I enjoyed Ed Miliband’s speech; putting the NHS at the heart of Labour policy was, I guess, some sort of an answer to our prayers. However, the immediate question being asked by Andrew Neil on the Daily Politics afterwards was “What is Labour’s macro economic plan?” – good question, I thought!
Neal asked Andy Burnham and Charles Falconer this question in quick succession, but they were clearly defeated by its simplicity; they riddled around for answers and had to try and change the subject. Now I am not an economist but these intriguing exchanges led me to ponder Andrew Neal’s question from a socialist and health perspective.
Miliband’s speech had delivered a clear message that the UK needs economic restructuring. My assumptions were that this is based on a popular but untried macro-economic philosophy that greater socio-economic equality and greater devolution of power will ‘naturally’ deliver more prosperity. I find this assumption unproblematic, as I think many of my colleagues in healthcare do, but an unproblematic assumption is a pretty rare thing.
——————————
■ **Written exercise 1**: In the piece on Ed Miliband's speech, which program aired Andrew Neil's question afterward?
■ **Written exercise 2**: Reproduce word for word the portion of the piece on Ed Miliband's speech that opens with the words containing "I enjoyed Ed" and closes with "and health perspective.".

■ **Raw data**:
——————————
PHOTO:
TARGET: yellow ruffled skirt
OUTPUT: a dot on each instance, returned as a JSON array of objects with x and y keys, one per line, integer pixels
——————————
■ **Full response 1**: The Daily Politics.

■ **Full response 2**:
I enjoyed Ed Miliband’s speech; putting the NHS at the heart of Labour policy was, I guess, some sort of an answer to our prayers. However, the immediate question being asked by Andrew Neil on the Daily Politics afterwards was “What is Labour’s macro economic plan?” – good question, I thought!
Neal asked Andy Burnham and Charles Falconer this question in quick succession, but they were clearly defeated by its simplicity; they riddled around for answers and had to try and change the subject. Now I am not an economist but these intriguing exchanges led me to ponder Andrew Neal’s question from a socialist and health perspective.